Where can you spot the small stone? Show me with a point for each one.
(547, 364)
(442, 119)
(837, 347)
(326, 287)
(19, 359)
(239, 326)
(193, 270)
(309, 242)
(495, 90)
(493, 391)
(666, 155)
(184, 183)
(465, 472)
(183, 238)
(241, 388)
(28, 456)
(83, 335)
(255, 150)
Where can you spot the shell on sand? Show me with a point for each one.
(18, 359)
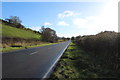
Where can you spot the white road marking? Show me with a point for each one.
(33, 53)
(46, 74)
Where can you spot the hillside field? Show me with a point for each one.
(12, 32)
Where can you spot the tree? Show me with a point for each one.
(48, 34)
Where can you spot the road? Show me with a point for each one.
(32, 63)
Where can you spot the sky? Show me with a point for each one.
(66, 18)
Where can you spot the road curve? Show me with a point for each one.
(32, 63)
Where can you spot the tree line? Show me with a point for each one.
(47, 34)
(104, 48)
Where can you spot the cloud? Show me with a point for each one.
(47, 24)
(79, 22)
(62, 23)
(67, 13)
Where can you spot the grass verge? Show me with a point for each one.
(75, 63)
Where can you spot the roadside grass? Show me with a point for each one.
(12, 32)
(75, 64)
(7, 49)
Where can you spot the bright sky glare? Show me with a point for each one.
(66, 18)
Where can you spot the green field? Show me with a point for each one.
(75, 64)
(12, 32)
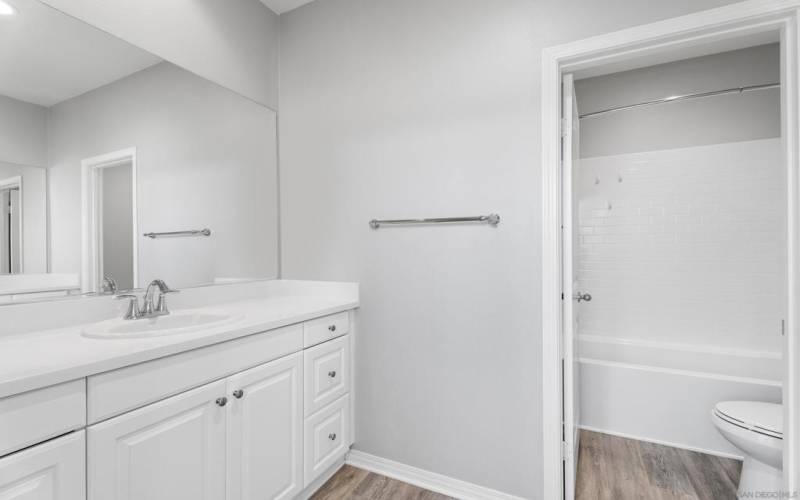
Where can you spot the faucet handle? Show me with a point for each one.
(161, 305)
(133, 306)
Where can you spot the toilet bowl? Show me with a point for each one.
(755, 428)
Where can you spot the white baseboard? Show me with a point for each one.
(316, 484)
(424, 479)
(662, 443)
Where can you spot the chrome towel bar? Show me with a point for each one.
(176, 234)
(491, 219)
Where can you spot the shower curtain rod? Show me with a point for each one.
(735, 90)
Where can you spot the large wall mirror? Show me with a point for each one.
(119, 167)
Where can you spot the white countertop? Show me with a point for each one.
(38, 359)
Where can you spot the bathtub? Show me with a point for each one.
(663, 392)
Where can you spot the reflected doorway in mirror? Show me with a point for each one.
(11, 225)
(108, 221)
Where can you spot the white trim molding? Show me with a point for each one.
(424, 479)
(685, 33)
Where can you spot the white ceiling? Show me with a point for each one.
(281, 6)
(47, 57)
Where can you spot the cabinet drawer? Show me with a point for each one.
(325, 328)
(116, 392)
(35, 416)
(52, 470)
(327, 373)
(326, 438)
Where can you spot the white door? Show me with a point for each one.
(570, 367)
(265, 441)
(55, 470)
(170, 450)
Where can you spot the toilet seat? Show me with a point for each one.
(754, 416)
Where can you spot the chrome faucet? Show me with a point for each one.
(150, 308)
(108, 286)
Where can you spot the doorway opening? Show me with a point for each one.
(109, 223)
(11, 233)
(670, 196)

════════

Exercise: Make an exact copy of the data, leaving its pictures out.

Response to this exercise:
Where can you spot the small stone? Show me with a point for each one.
(547, 364)
(442, 119)
(837, 347)
(326, 287)
(19, 359)
(239, 326)
(193, 270)
(309, 242)
(495, 90)
(493, 391)
(666, 155)
(184, 183)
(465, 472)
(183, 238)
(241, 388)
(28, 456)
(83, 335)
(255, 150)
Where can you spot the shell on sand? Show me with a point for each one.
(18, 359)
Where can you spot the white road marking? Show me with a point for each one.
(33, 53)
(46, 74)
Where can you spot the hillside field? Show me with a point for each one.
(12, 32)
Where can you spot the tree? Show me with a point for each one.
(48, 34)
Where can you spot the road? Show me with a point for each one.
(32, 63)
Where can you spot the sky? Show me with a point for each one.
(66, 18)
Where can you spot the road curve? Show me with a point for each one.
(32, 63)
Where can you spot the tree line? Show me with a point for each one.
(47, 34)
(104, 48)
Where can you spot the cloud? Show me with a point for each one.
(47, 24)
(79, 22)
(62, 23)
(67, 13)
Where can you spot the grass verge? Show me with a point for each one.
(75, 63)
Where can you spot the roadside grass? Show me with a point for each one.
(12, 32)
(75, 64)
(7, 49)
Where can you spot the bright sky glare? Show me with a point for each one.
(66, 18)
Where can you spot the green field? Show me with a point for each one.
(75, 64)
(12, 32)
Where can you spot the faucet handle? Show me with a point for each one.
(161, 305)
(133, 306)
Where can you spot the toilet bowl? Show me with a point for each one.
(755, 428)
Where can you spot the white baseboard? Show me with a point for each one.
(316, 484)
(424, 479)
(662, 443)
Where can you spot the chrome towel bar? Show me with a point for each one.
(176, 234)
(491, 219)
Where can you spot the shower curtain rod? Show me with a point for each one.
(735, 90)
Where can you spot the large wall mirror? Show me with a point for each one.
(119, 167)
Where can you spot the white countertop? Show me with a point for each one.
(38, 359)
Where can you spot the bathtub? Show me with a point for each one.
(663, 392)
Where can you spot the reflected doorway in mirror? Show me with a point for each one.
(11, 225)
(108, 221)
Where can you spot the white trim molding? Show me with a point for each one.
(424, 479)
(685, 33)
Where can you spot the white ceiling? Show me with a point for each one.
(281, 6)
(47, 57)
Where can you spot the cabinet drawer? Show me with a point for each one.
(325, 328)
(116, 392)
(35, 416)
(52, 470)
(327, 373)
(326, 438)
Where can you spot the white door? Show me with a point for each one.
(570, 367)
(265, 441)
(55, 470)
(170, 450)
Where can you spot the toilet seat? Show me with a point for each one.
(754, 416)
Where can you spot the chrome faucet? Show me with a point for each one.
(150, 308)
(108, 286)
Where can you spot the doorway opening? Show me with a point for each one.
(109, 223)
(11, 233)
(670, 196)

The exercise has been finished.